STATED TASK – Extract every line in the items below that contains the string "turquoise", and copy each of those lines in full.

Location identification items:
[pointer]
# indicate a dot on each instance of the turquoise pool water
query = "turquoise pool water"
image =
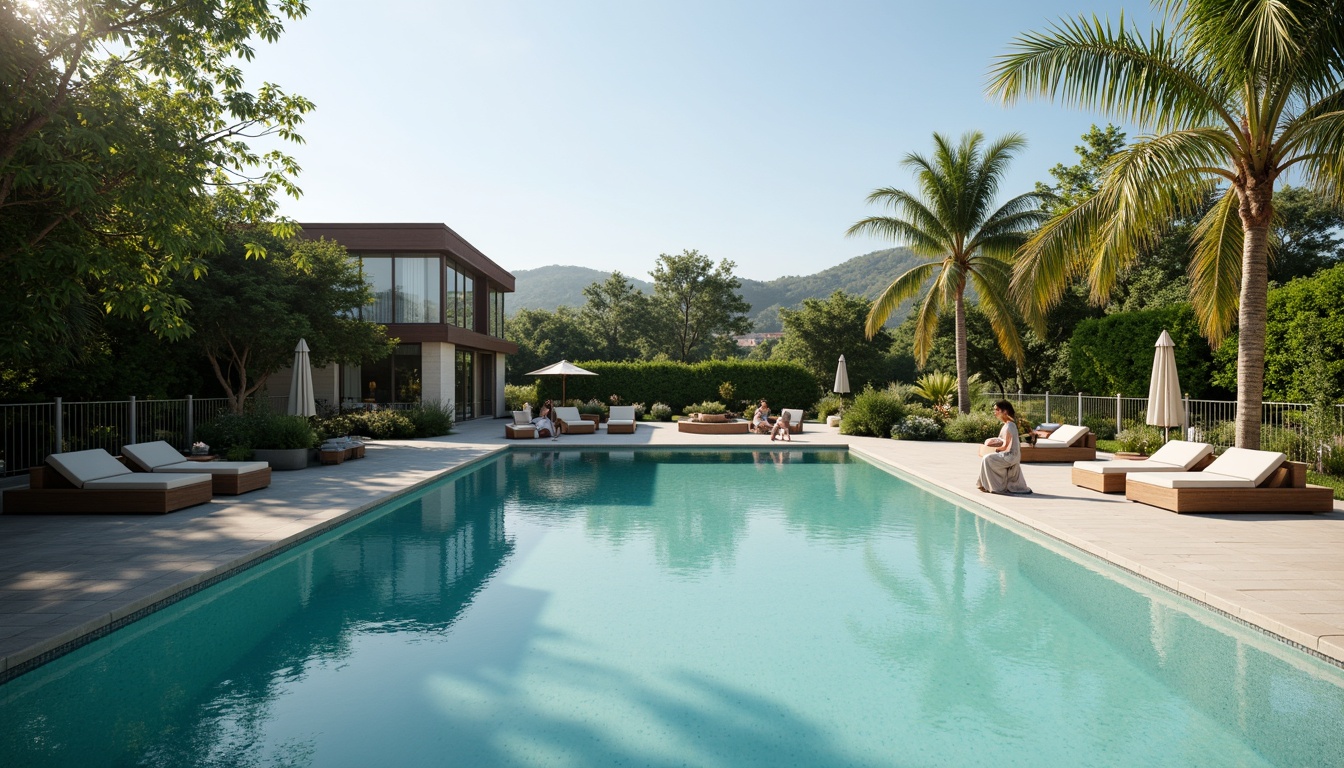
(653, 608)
---
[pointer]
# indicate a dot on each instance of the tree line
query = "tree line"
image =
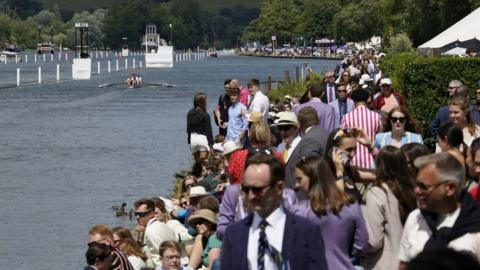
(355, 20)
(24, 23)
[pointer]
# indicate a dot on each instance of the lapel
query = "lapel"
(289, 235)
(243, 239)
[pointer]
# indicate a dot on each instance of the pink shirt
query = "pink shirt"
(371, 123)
---
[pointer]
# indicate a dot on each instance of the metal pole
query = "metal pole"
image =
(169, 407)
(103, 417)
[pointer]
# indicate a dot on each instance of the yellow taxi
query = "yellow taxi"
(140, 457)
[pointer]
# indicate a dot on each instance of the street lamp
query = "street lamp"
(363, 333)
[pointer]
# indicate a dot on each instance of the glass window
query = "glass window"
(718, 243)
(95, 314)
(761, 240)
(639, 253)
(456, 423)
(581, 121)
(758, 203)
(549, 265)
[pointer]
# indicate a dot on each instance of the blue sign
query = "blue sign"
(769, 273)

ANSWER TO THIS EXERCISE –
# indicate a dot on each instance of the turquoise pool water
query = "turquoise pool water"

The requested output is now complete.